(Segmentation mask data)
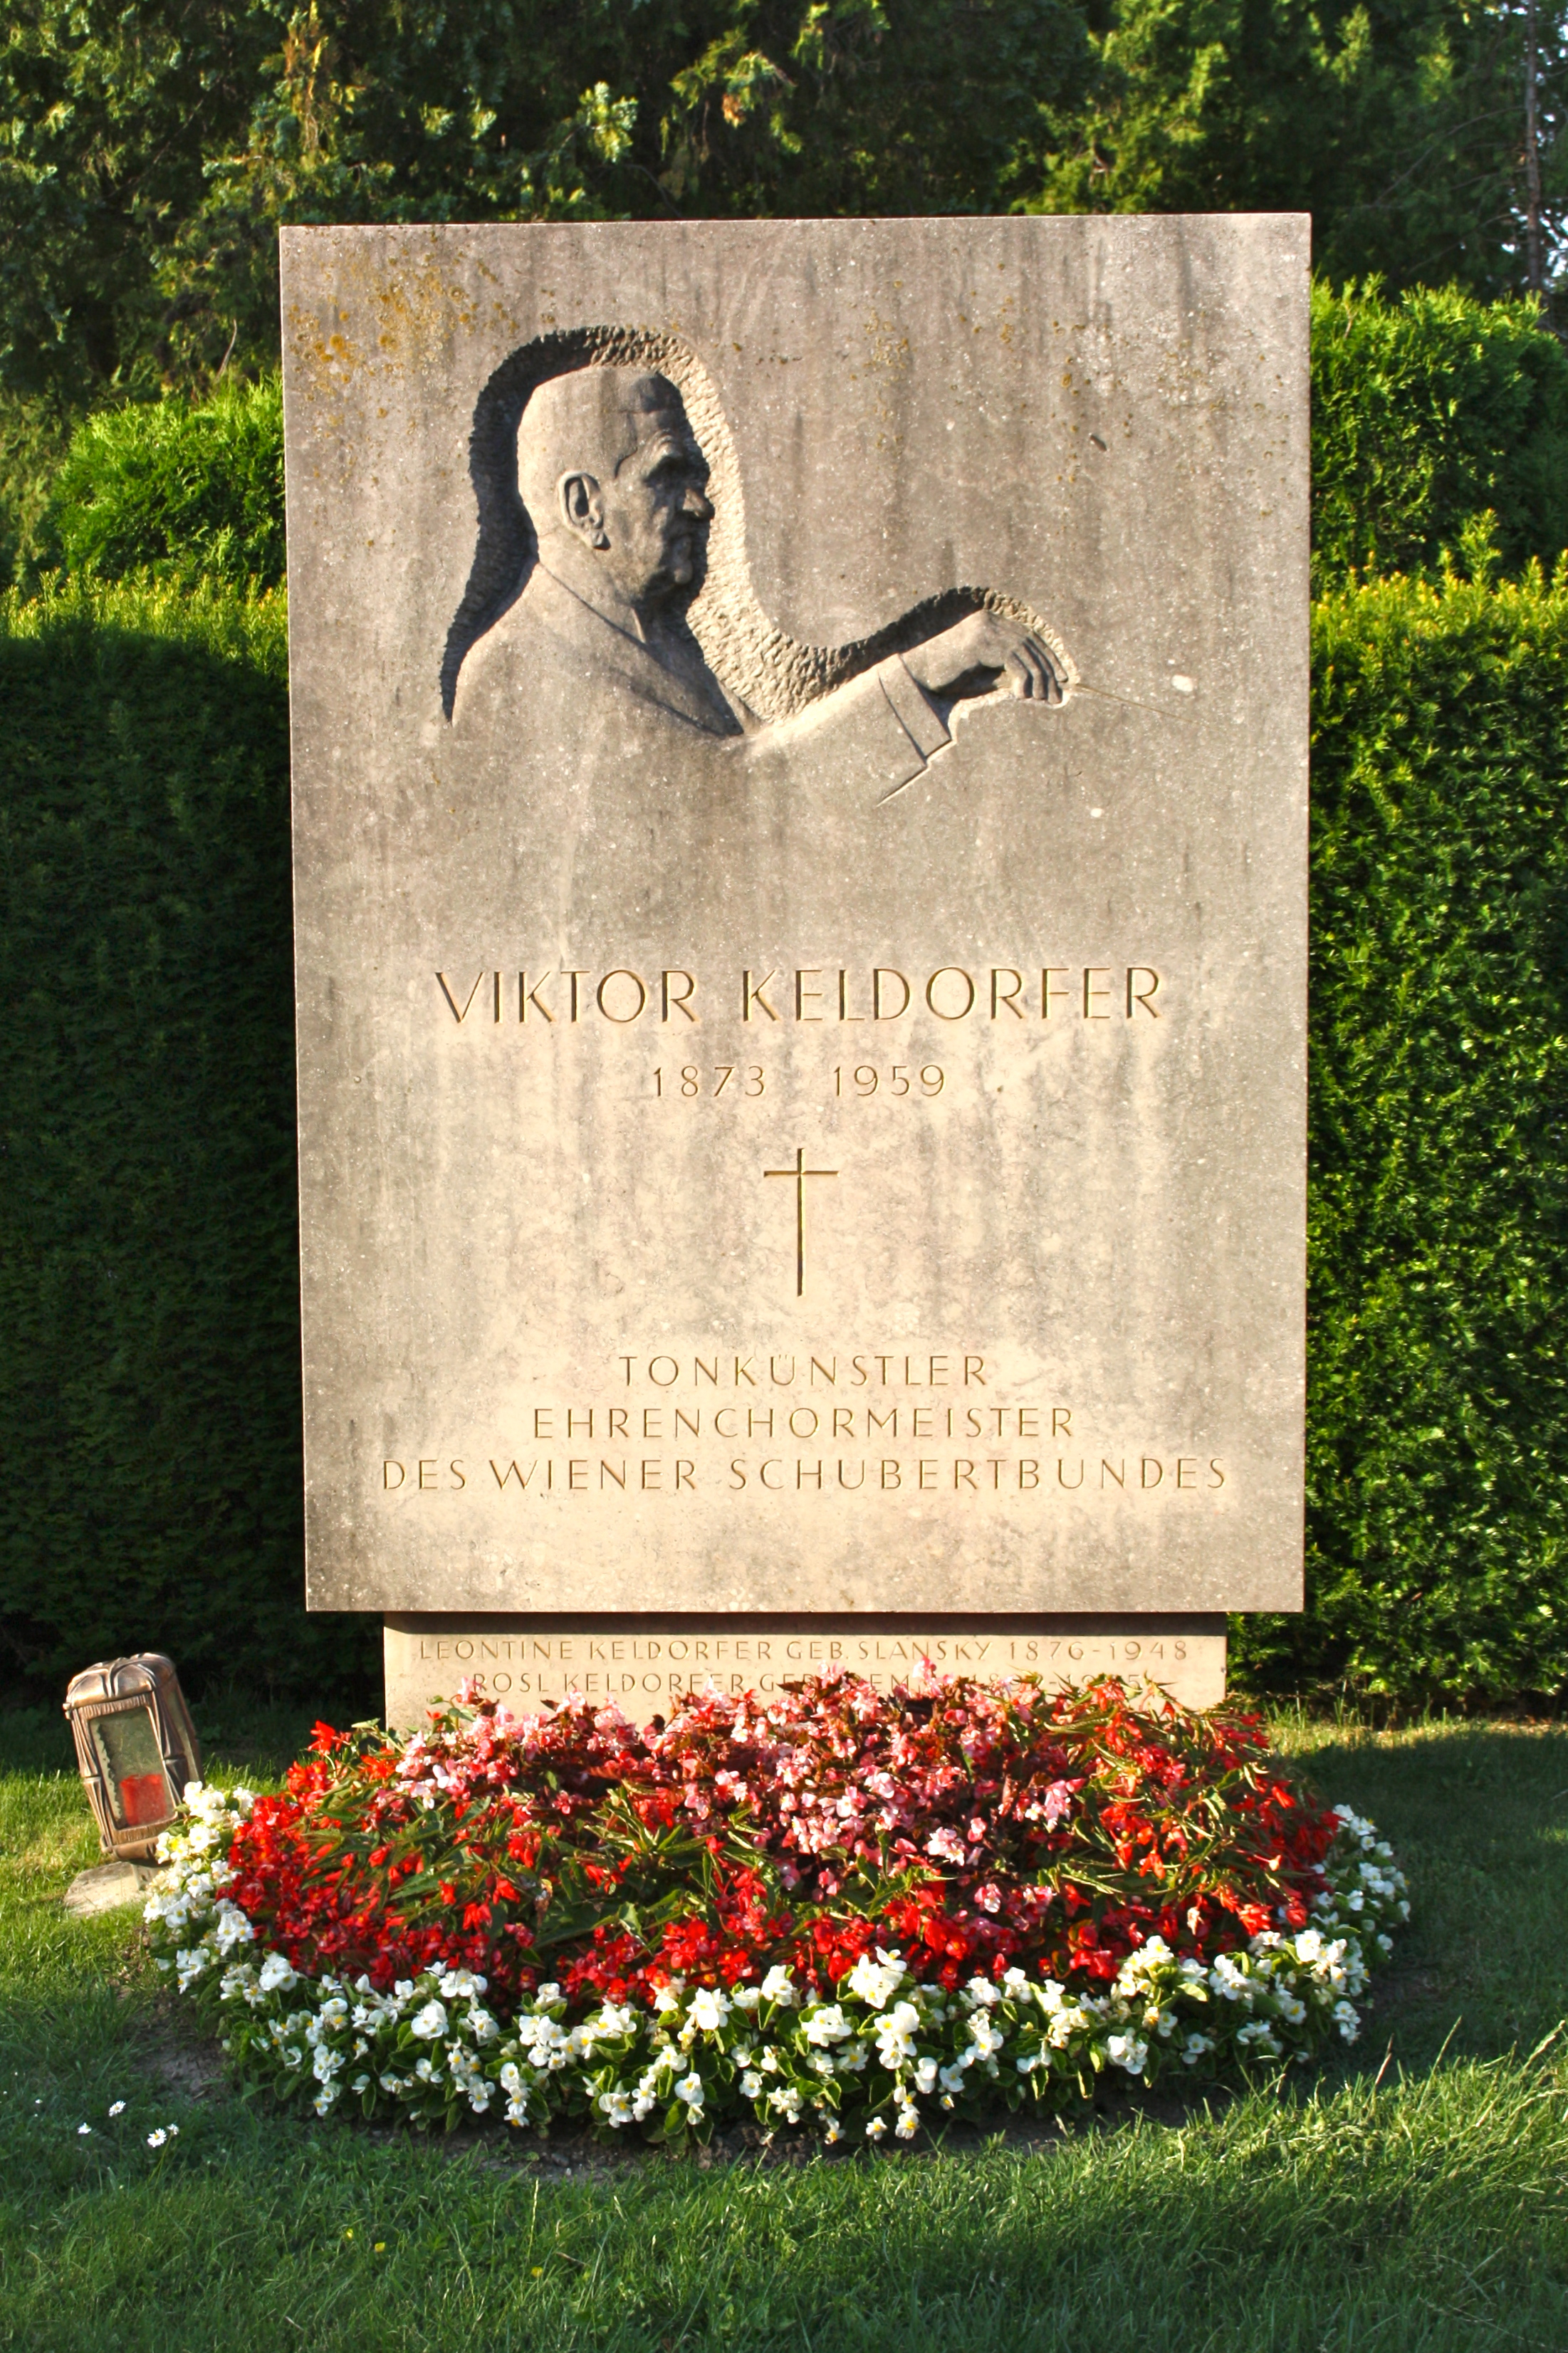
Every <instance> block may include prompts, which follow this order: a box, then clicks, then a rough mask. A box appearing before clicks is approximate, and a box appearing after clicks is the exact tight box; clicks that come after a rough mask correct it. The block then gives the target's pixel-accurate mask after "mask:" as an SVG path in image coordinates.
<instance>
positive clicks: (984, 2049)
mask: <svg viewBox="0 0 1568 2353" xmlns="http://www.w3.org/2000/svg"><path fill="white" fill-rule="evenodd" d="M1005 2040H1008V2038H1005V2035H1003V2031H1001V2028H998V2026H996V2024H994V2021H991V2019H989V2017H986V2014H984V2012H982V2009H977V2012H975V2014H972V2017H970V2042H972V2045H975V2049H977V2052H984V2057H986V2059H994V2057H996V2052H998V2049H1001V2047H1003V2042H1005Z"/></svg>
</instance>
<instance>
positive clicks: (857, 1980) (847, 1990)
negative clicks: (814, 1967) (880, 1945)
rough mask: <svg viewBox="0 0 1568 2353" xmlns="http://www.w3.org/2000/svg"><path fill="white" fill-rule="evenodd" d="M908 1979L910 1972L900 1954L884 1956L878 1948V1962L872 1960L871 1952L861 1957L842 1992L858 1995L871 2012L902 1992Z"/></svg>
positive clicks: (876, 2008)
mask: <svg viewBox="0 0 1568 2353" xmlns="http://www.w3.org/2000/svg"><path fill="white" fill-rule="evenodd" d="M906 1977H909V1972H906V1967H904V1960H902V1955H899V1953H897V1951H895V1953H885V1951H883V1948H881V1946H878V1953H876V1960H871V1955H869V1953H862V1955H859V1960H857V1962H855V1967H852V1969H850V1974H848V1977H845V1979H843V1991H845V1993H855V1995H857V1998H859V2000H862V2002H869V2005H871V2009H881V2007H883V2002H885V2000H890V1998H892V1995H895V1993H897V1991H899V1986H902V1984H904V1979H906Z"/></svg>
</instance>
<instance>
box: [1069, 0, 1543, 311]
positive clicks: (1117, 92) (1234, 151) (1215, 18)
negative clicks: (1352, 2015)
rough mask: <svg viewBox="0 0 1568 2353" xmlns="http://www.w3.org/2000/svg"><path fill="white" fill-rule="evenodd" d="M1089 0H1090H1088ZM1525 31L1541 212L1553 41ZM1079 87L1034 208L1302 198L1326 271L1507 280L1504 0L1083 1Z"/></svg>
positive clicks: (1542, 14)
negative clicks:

### Work item
Note every line of the entries in which "negative" appears, and copy it down.

### Response
negative clicks: (814, 1967) (880, 1945)
negative clicks: (1352, 2015)
negative clicks:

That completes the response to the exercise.